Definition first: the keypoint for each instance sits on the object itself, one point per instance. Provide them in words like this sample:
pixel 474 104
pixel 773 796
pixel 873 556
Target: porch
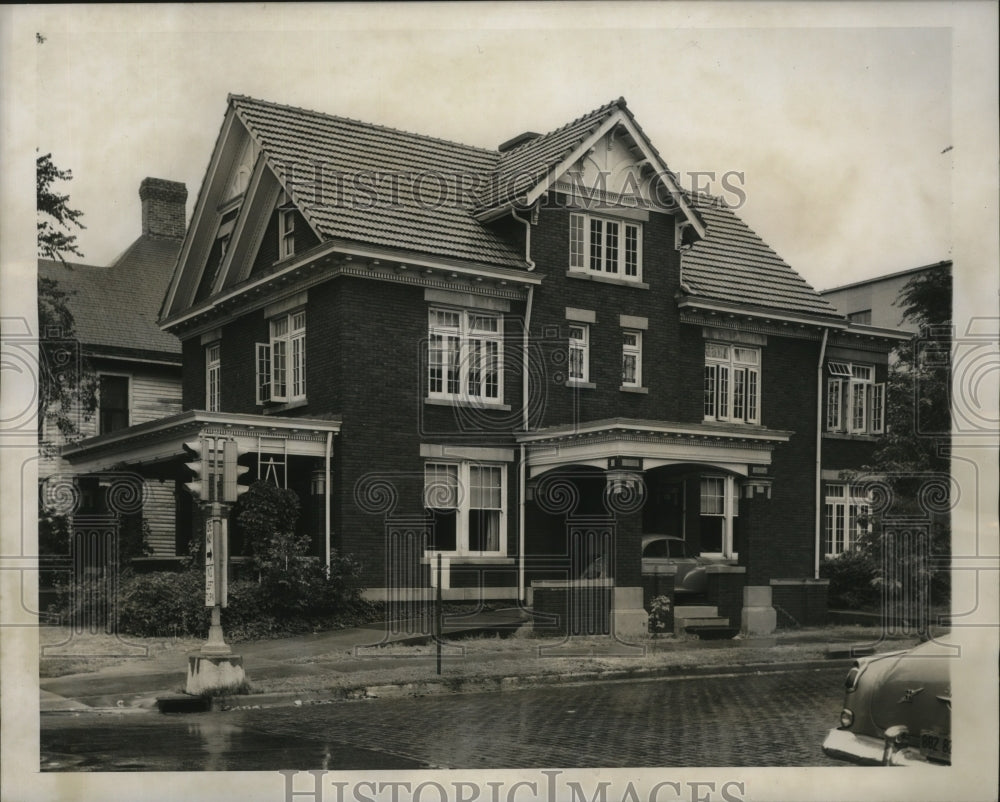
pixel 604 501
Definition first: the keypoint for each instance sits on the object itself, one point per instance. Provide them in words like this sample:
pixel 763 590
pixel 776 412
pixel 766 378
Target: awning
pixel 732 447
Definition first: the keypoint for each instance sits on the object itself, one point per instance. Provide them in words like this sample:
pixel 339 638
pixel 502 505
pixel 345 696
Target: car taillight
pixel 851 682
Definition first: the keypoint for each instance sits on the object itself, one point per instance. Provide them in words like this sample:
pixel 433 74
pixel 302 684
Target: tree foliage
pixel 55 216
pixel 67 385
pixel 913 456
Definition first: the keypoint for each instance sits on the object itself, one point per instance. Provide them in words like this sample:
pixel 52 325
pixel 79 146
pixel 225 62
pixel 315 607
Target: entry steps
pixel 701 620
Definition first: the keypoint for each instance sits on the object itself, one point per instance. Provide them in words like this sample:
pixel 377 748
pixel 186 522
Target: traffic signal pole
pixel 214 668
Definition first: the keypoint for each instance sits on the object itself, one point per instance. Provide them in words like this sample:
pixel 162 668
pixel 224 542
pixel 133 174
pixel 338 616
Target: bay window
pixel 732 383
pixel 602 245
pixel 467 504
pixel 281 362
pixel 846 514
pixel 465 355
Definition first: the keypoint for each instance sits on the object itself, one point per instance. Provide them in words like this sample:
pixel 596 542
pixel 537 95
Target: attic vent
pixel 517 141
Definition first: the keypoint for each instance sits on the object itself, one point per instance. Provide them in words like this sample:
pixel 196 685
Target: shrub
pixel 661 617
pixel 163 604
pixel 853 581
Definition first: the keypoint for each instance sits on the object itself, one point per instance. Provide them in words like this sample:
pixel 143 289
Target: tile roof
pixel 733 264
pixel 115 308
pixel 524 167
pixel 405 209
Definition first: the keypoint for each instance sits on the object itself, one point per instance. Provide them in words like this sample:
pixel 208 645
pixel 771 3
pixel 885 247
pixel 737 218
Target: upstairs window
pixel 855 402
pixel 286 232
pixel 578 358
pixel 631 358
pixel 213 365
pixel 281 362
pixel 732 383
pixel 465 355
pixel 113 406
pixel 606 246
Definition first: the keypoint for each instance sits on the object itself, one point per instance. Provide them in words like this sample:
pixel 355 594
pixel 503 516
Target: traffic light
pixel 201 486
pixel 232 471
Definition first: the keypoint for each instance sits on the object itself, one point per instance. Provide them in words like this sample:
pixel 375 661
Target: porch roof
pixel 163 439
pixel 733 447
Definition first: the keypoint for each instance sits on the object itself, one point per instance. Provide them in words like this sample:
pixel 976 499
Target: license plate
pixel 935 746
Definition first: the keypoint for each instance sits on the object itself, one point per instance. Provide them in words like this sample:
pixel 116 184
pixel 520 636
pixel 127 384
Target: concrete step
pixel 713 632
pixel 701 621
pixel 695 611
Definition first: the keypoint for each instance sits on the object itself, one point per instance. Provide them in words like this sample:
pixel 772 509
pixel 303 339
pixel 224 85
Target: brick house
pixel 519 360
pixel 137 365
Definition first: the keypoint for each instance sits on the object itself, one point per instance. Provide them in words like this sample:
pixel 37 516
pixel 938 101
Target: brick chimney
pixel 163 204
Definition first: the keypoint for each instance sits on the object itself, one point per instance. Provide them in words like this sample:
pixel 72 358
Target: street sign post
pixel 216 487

━━━

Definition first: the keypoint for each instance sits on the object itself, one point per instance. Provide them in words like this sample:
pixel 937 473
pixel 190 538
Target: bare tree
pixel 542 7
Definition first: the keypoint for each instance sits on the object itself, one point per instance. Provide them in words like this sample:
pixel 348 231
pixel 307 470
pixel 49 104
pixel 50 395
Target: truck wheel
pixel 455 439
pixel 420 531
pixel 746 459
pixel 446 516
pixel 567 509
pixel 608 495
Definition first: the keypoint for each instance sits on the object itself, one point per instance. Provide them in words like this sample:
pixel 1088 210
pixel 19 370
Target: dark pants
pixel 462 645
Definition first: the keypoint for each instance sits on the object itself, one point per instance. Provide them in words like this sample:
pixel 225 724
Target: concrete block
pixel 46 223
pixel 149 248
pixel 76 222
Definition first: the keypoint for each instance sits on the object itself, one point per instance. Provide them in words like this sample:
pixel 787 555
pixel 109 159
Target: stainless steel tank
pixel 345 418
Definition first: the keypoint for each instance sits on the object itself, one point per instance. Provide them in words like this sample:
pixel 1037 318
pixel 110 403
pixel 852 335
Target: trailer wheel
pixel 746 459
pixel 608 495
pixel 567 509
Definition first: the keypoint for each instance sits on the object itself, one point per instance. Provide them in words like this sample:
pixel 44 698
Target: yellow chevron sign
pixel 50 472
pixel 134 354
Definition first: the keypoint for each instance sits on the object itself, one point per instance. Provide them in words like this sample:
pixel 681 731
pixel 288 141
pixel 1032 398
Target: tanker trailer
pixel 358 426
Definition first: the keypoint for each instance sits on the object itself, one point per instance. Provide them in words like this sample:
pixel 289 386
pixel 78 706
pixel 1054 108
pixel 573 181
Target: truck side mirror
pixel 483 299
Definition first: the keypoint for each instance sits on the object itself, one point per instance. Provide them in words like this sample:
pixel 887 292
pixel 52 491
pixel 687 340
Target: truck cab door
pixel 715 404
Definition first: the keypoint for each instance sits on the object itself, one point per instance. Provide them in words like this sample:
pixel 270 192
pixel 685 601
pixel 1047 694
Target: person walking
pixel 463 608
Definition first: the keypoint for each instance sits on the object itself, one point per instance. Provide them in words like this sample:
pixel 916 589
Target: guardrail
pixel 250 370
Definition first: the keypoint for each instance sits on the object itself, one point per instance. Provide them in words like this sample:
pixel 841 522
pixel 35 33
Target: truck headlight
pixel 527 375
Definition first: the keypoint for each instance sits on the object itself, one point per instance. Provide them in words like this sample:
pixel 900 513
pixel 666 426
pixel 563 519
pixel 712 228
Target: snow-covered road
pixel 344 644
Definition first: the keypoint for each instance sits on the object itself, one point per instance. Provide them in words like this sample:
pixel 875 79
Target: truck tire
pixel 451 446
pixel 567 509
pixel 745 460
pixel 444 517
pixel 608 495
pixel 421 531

━━━

- _ЗАДАНИЕ_: Подсчитайте, сколько строк выше содержат слово «brick», учитывая регистр букв. В ответе укажите только число.

- _ВЫПОЛНЕННОЕ ЗАДАНИЕ_: 2